= ABOUT THIS EXERCISE =
This exercise calls for the line with "task | place a point on the door", the line with "target | white baseboard", and all lines between them in the material below, output exactly and with no other lines.
MATERIAL PROVIDED Block Start
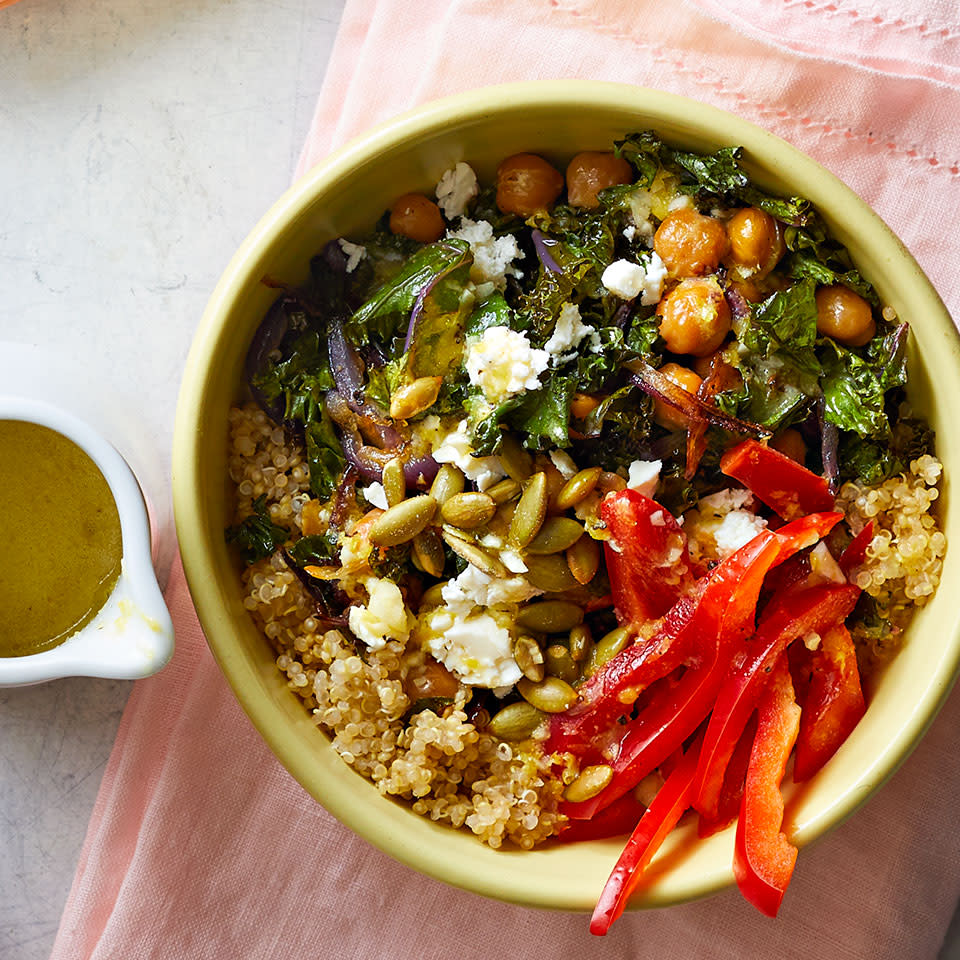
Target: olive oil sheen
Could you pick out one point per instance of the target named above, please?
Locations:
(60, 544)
MATERIAL PROVIDED Block End
MATERIAL PROVIDED Block Start
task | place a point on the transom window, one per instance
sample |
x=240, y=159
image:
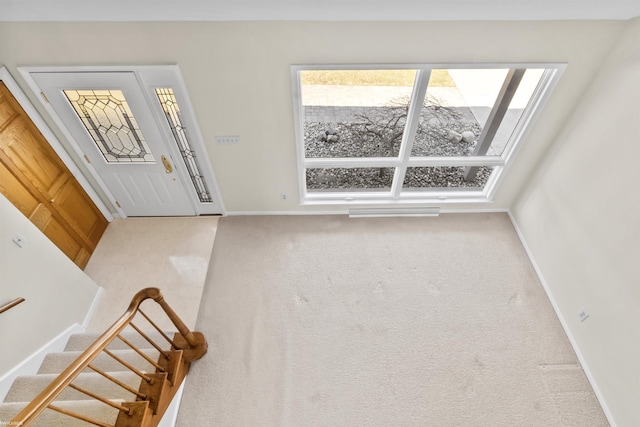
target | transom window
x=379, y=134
MATERIAL PROVIDED Block End
MATERIAL PROVIDED Block Start
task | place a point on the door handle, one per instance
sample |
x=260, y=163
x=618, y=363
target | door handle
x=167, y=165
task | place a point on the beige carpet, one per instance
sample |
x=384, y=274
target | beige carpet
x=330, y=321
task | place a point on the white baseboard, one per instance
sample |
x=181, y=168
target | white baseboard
MATERIAL PROVIDED Block End
= WRITTEN RESPONSE =
task | place a point on the door handle, one per instance
sample |
x=260, y=163
x=618, y=363
target | door handle
x=167, y=165
task | place a point on the beige carpet, one per instance
sample |
x=384, y=274
target | beige carpet
x=330, y=321
task | place a point on the white baseboard, one per instance
sample |
x=181, y=168
target | white baseboard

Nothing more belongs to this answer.